Repeat everything in the material exactly.
— Start Available data —
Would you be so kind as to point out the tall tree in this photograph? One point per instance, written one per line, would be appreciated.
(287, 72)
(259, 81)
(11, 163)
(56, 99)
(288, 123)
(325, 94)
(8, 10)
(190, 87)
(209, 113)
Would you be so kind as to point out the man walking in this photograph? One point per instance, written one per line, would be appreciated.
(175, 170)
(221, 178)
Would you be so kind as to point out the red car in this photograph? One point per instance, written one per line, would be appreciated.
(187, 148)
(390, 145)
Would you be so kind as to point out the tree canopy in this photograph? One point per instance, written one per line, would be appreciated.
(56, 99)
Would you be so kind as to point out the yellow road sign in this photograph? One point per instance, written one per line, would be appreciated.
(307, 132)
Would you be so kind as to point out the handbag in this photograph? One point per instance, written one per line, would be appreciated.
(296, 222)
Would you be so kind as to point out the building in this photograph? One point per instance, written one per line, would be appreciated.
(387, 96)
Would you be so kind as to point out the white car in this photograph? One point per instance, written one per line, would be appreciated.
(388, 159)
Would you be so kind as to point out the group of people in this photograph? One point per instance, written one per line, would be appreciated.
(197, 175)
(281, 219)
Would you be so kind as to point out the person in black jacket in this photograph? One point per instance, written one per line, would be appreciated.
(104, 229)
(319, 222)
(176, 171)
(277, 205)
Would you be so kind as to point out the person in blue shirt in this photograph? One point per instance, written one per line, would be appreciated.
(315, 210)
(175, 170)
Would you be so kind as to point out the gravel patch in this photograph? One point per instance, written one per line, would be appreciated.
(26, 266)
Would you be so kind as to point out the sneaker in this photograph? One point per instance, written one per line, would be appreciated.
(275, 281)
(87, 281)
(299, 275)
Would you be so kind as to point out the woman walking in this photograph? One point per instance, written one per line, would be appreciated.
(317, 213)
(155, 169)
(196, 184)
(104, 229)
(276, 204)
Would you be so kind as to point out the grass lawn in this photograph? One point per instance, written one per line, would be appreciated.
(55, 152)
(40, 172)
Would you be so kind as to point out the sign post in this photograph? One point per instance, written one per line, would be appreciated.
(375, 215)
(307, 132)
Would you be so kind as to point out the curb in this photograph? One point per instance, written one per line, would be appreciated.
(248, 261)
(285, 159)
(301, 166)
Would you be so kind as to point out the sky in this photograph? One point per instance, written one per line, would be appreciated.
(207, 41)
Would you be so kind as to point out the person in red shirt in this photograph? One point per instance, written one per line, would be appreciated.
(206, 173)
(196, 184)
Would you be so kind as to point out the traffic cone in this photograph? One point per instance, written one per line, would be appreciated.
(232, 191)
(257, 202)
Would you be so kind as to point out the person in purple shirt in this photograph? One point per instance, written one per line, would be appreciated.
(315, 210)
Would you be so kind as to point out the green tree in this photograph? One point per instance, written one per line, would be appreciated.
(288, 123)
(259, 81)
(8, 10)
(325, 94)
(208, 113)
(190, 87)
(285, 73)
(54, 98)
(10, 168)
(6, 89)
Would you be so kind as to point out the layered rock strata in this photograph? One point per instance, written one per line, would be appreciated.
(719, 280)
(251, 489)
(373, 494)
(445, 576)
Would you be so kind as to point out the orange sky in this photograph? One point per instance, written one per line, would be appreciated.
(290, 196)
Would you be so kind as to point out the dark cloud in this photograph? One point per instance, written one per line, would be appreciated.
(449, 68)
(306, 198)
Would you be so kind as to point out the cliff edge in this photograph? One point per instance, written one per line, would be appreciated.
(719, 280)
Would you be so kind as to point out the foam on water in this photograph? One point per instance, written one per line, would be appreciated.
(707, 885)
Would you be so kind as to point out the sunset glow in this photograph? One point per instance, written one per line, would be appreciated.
— End Available data —
Answer:
Would you be so kind as to point out the tall tree in this photograph? One point per instance, written one per line, would be appreciated.
(287, 72)
(259, 81)
(11, 163)
(56, 99)
(288, 123)
(325, 94)
(8, 10)
(190, 87)
(209, 113)
Would you be so kind as to point out the man walking in this photograph? One point per instance, written one per line, would be appreciated.
(175, 170)
(221, 178)
Would you be so kind as to point out the red car in this photograph? One point per instance, written one per line, would be appreciated.
(187, 148)
(390, 145)
Would you be so kind as to point out the tree canopy in this photograph? One point per instance, written one per line, would be appreciated.
(56, 99)
Would you be so kind as to point out the yellow road sign in this photograph? One point per instance, written one per line, would be appreciated.
(307, 132)
Would you be so kind as to point out the handbag in this photograph? One point per instance, written one per line, would be appreciated.
(296, 222)
Would you be so kind as to point out the building in this photograph? One point per instance, written one per line, would be appreciated.
(387, 96)
Would you be so kind as to point out the white car in this photograph? One point per instance, written one per line, would be appreciated.
(388, 159)
Would you be so kind as to point out the group of people in this photograph? One point per instance, written one per line, would be appreciated.
(197, 175)
(281, 219)
Would you be so kind as to point out the person in black jacket in this photograph? One point per instance, written one per line, would be appreciated.
(104, 229)
(319, 222)
(176, 171)
(277, 205)
Would you be so kind as to point out the person in blue shirt in this photograph? One point per instance, written one per line, would be appreciated.
(315, 210)
(175, 170)
Would you be so kind as to point out the gravel patch in this photograph? One point per instance, written one per line, would be appreciated.
(26, 266)
Would you be so kind as to point out the sneaker in this photograph? One point per instance, written one per line, would be appreciated.
(275, 281)
(87, 281)
(299, 275)
Would you be so kind as to point out the woman walking in this photograph? One point per instance, written one per line, would be appreciated.
(317, 213)
(155, 169)
(196, 184)
(104, 229)
(276, 204)
Would you be so kind as to point out the grass lawn in this photograph? One point per instance, written one per line, would be appreciated.
(55, 152)
(40, 172)
Would you be so kind as to point out the sign post in this photograph? One point per instance, written one per line, would be appreciated.
(375, 215)
(307, 132)
Would you be so kind as to point out the curb in this photograph? One point per instance, written one per line, would be appreciated.
(248, 261)
(285, 159)
(301, 166)
Would you be so kind as to point out the sky in this photograph? One point per instance, written one per line, would be appreciated.
(207, 41)
Would you be so kind as to point out the person in red shirt in this photograph? One point per instance, written one per line, would be appreciated.
(206, 173)
(196, 184)
Would you be so kind as to point out the traffic cone in this photograph? One point per instance, written one per line, would be appreciated.
(232, 191)
(257, 202)
Would you be so kind as to point out the person in purple shirt in this photograph? One point per instance, written one per line, would be appreciated.
(315, 210)
Would you be so kind as to point out the green tree in this photograph? One point per instance, written one per line, would be appreciated.
(288, 123)
(259, 81)
(8, 10)
(325, 94)
(208, 113)
(190, 87)
(285, 73)
(54, 98)
(10, 168)
(6, 89)
Would you be so kind as to point out the layered rock strata in this photograph? One point per instance, written one per line, would be appreciated.
(719, 280)
(251, 489)
(373, 494)
(445, 576)
Would you be so kind as to point out the orange sky in this photograph? One point per instance, written one per line, would be appreciated.
(290, 196)
Would you be so kind as to point out the dark cloud in this photograph? One point per instance, written one per line, would be appreciated.
(449, 68)
(306, 198)
Would you be so kind as to point out the cliff edge in this photograph? One point per instance, written one per line, would be appreciated.
(719, 280)
Would you be so kind as to point out the foam on water in this photograph? One point per instance, written one per line, would be appreciated.
(707, 885)
Would you be so kind as to point out the sunset glow in this photograph? One point per instance, written one per line, would be appreciated.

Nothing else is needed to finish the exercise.